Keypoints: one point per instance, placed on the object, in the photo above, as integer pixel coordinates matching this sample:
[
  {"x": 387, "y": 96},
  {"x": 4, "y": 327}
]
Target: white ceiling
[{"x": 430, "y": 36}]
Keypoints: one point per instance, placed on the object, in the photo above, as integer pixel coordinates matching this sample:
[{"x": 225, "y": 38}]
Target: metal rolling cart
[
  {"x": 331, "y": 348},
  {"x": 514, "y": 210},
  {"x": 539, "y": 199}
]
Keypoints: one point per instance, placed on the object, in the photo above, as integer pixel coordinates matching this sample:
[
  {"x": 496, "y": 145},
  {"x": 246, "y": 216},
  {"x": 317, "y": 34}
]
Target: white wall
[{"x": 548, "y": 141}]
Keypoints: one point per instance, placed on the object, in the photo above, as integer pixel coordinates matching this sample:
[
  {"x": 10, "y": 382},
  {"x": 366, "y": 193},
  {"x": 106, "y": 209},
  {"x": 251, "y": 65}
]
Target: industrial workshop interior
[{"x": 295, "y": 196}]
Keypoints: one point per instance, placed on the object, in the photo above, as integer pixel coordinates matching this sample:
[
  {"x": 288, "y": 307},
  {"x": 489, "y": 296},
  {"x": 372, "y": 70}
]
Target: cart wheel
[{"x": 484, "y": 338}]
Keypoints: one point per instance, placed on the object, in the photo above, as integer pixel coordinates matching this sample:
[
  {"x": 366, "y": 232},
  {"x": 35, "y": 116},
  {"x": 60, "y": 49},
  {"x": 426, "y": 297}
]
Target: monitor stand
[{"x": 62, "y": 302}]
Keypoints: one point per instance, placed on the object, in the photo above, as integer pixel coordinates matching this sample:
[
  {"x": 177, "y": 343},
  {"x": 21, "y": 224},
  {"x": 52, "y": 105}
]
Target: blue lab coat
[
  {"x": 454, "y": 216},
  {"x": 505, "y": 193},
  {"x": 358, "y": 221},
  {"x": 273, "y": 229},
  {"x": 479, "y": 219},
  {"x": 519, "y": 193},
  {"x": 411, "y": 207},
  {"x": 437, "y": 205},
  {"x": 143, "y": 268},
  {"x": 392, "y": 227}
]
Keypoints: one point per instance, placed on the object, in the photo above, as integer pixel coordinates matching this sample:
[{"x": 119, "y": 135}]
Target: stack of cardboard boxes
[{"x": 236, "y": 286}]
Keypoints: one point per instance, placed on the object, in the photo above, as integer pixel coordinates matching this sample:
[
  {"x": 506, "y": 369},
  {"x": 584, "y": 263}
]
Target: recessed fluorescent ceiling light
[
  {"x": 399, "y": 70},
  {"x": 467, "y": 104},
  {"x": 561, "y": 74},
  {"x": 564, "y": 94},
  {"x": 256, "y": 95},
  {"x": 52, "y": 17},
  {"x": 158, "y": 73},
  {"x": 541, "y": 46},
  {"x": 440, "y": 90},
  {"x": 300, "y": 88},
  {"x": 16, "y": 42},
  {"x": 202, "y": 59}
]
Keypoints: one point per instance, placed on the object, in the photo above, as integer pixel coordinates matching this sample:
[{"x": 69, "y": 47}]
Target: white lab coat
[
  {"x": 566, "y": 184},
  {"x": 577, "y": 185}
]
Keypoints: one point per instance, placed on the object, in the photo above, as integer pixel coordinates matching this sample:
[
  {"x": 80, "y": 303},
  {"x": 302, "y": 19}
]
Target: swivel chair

__________________________________________________

▸ **TASK INSTRUCTIONS**: Print out the complete data above, character for character.

▸ **ANSWER AREA**:
Keypoints: one point per instance, placed on the object, in the photo above, as integer pixel coordinates matching this sample:
[
  {"x": 387, "y": 96},
  {"x": 4, "y": 327}
]
Target: white ceiling
[{"x": 430, "y": 36}]
Keypoints: one point per instance, placed on the object, in the photo above, as integer pixel coordinates matching this sample:
[{"x": 225, "y": 38}]
Target: metal rolling cart
[
  {"x": 331, "y": 348},
  {"x": 514, "y": 210},
  {"x": 539, "y": 199}
]
Keypoints: one point per instance, placed on the object, in the photo above, as integer pixel coordinates matching this sample:
[
  {"x": 496, "y": 145},
  {"x": 246, "y": 216},
  {"x": 317, "y": 34}
]
Target: white wall
[{"x": 548, "y": 141}]
Keypoints: one point per instance, placed on the object, in the photo above, as integer pixel coordinates matching this sample:
[
  {"x": 10, "y": 382},
  {"x": 366, "y": 193},
  {"x": 106, "y": 209},
  {"x": 251, "y": 65}
]
Target: industrial workshop interior
[{"x": 295, "y": 196}]
Keypoints: one point per instance, placed on the object, in the photo above, as integer pixel coordinates matching this sample:
[
  {"x": 288, "y": 307},
  {"x": 489, "y": 296},
  {"x": 372, "y": 70}
]
Target: cart wheel
[{"x": 484, "y": 338}]
Keypoints: one point per instance, placed on the object, in the photo above, as integer pixel coordinates matching this sample:
[
  {"x": 366, "y": 232},
  {"x": 35, "y": 116},
  {"x": 60, "y": 49},
  {"x": 426, "y": 297}
]
Target: monitor stand
[{"x": 62, "y": 302}]
Keypoints: one point per instance, placed on the object, in the photo above, as integer pixel coordinates matching this sample:
[
  {"x": 177, "y": 343},
  {"x": 21, "y": 224},
  {"x": 52, "y": 105}
]
Target: blue lab coat
[
  {"x": 454, "y": 216},
  {"x": 505, "y": 193},
  {"x": 358, "y": 221},
  {"x": 273, "y": 229},
  {"x": 479, "y": 219},
  {"x": 519, "y": 193},
  {"x": 411, "y": 207},
  {"x": 437, "y": 205},
  {"x": 143, "y": 268},
  {"x": 392, "y": 227}
]
Keypoints: one point per instance, placed on the object, in the photo above, as integer pixel coordinates matching this sample:
[{"x": 119, "y": 135}]
Target: stack of cardboard boxes
[{"x": 236, "y": 286}]
Keypoints: one point per instance, placed on the object, in the photo above, as integer pixel coordinates matching this sample:
[
  {"x": 506, "y": 369},
  {"x": 584, "y": 263}
]
Target: recessed fluorescent ceiling light
[
  {"x": 399, "y": 70},
  {"x": 467, "y": 104},
  {"x": 561, "y": 74},
  {"x": 564, "y": 94},
  {"x": 256, "y": 95},
  {"x": 52, "y": 17},
  {"x": 158, "y": 73},
  {"x": 541, "y": 46},
  {"x": 440, "y": 90},
  {"x": 300, "y": 88},
  {"x": 16, "y": 42},
  {"x": 202, "y": 59}
]
Keypoints: one point per instance, placed on the object, in the photo above, as integer pixel coordinates matching this sample:
[{"x": 69, "y": 47}]
Target: white lab coat
[
  {"x": 566, "y": 184},
  {"x": 577, "y": 185}
]
Keypoints: one point per instance, placed on the object, in the photo above, as integer pixel coordinates matching this sample:
[
  {"x": 80, "y": 303},
  {"x": 302, "y": 19}
]
Target: swivel chair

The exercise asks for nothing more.